§ Task directions
Identify, in the records below, every line where the string "parked" appears, and copy each such line.
++++ Dataset records
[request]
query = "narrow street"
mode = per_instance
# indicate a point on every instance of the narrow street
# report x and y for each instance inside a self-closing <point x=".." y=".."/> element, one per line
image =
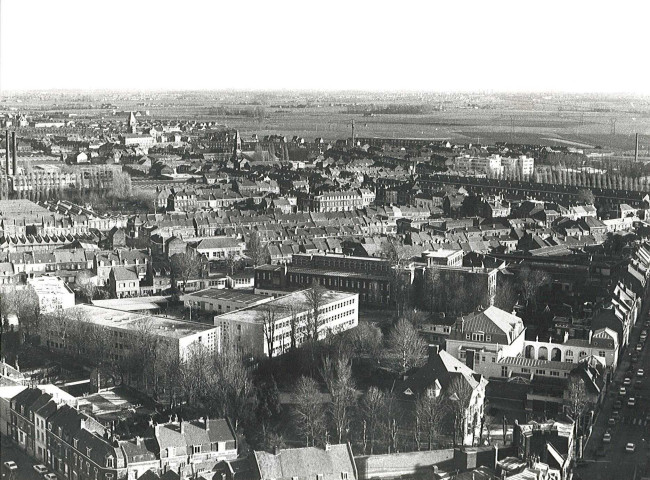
<point x="632" y="424"/>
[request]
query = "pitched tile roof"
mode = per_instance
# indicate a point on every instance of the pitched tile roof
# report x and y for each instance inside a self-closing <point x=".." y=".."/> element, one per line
<point x="305" y="463"/>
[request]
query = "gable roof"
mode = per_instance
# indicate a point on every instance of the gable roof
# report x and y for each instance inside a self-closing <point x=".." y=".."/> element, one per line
<point x="493" y="320"/>
<point x="306" y="463"/>
<point x="440" y="371"/>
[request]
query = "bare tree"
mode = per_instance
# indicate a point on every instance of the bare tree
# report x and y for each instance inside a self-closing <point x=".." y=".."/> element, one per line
<point x="391" y="416"/>
<point x="430" y="411"/>
<point x="576" y="400"/>
<point x="530" y="282"/>
<point x="268" y="318"/>
<point x="366" y="339"/>
<point x="338" y="378"/>
<point x="232" y="385"/>
<point x="459" y="394"/>
<point x="405" y="347"/>
<point x="372" y="407"/>
<point x="308" y="410"/>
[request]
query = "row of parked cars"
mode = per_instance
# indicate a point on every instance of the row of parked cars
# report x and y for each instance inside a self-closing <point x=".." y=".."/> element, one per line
<point x="628" y="388"/>
<point x="11" y="467"/>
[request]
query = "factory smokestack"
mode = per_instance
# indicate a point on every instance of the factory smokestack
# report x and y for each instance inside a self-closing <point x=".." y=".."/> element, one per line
<point x="7" y="152"/>
<point x="14" y="152"/>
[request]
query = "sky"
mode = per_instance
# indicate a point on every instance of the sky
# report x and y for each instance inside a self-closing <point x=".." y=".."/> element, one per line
<point x="455" y="45"/>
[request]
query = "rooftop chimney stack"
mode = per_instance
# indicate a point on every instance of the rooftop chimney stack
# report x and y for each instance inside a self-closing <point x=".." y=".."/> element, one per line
<point x="7" y="152"/>
<point x="14" y="152"/>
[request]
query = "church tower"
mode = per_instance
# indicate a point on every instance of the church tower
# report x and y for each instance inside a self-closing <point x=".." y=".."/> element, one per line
<point x="132" y="123"/>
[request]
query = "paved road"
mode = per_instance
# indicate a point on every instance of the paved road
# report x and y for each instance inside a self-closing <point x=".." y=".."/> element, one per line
<point x="633" y="424"/>
<point x="25" y="464"/>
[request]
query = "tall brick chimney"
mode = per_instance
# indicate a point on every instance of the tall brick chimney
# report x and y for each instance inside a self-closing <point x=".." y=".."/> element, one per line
<point x="14" y="152"/>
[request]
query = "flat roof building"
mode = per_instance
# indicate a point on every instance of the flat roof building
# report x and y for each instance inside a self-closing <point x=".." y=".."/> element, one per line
<point x="288" y="321"/>
<point x="177" y="334"/>
<point x="53" y="293"/>
<point x="221" y="301"/>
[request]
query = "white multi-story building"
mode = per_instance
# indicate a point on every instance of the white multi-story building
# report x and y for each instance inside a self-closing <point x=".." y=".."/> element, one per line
<point x="522" y="163"/>
<point x="491" y="164"/>
<point x="125" y="328"/>
<point x="250" y="328"/>
<point x="492" y="342"/>
<point x="219" y="300"/>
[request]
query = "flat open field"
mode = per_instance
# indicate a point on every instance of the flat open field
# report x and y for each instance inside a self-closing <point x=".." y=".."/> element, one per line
<point x="609" y="123"/>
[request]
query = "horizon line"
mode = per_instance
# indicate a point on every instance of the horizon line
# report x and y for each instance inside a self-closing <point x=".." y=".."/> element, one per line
<point x="320" y="90"/>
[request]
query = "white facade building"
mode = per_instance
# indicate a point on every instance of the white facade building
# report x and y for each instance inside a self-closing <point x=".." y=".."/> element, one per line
<point x="53" y="293"/>
<point x="247" y="328"/>
<point x="178" y="335"/>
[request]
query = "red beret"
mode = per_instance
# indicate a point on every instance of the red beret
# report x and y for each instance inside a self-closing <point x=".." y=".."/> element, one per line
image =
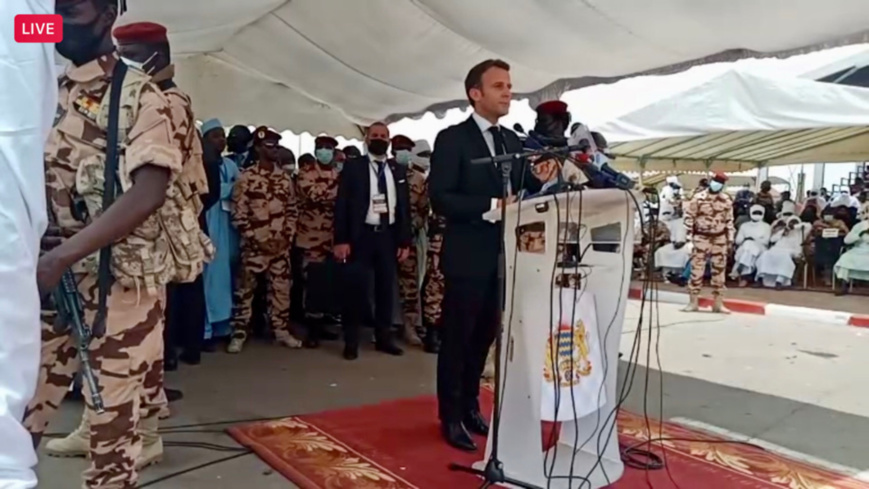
++++++++
§ Solution below
query = "row of parked cars"
# indicate a point on every instance of the row of parked cars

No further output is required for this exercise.